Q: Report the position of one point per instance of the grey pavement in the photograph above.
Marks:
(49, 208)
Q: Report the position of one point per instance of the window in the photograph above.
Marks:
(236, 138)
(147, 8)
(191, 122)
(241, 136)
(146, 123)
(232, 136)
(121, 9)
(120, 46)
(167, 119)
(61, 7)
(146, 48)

Activity:
Tell how many lines of the material above hold "photograph", answering with a bare number.

Answer to this task:
2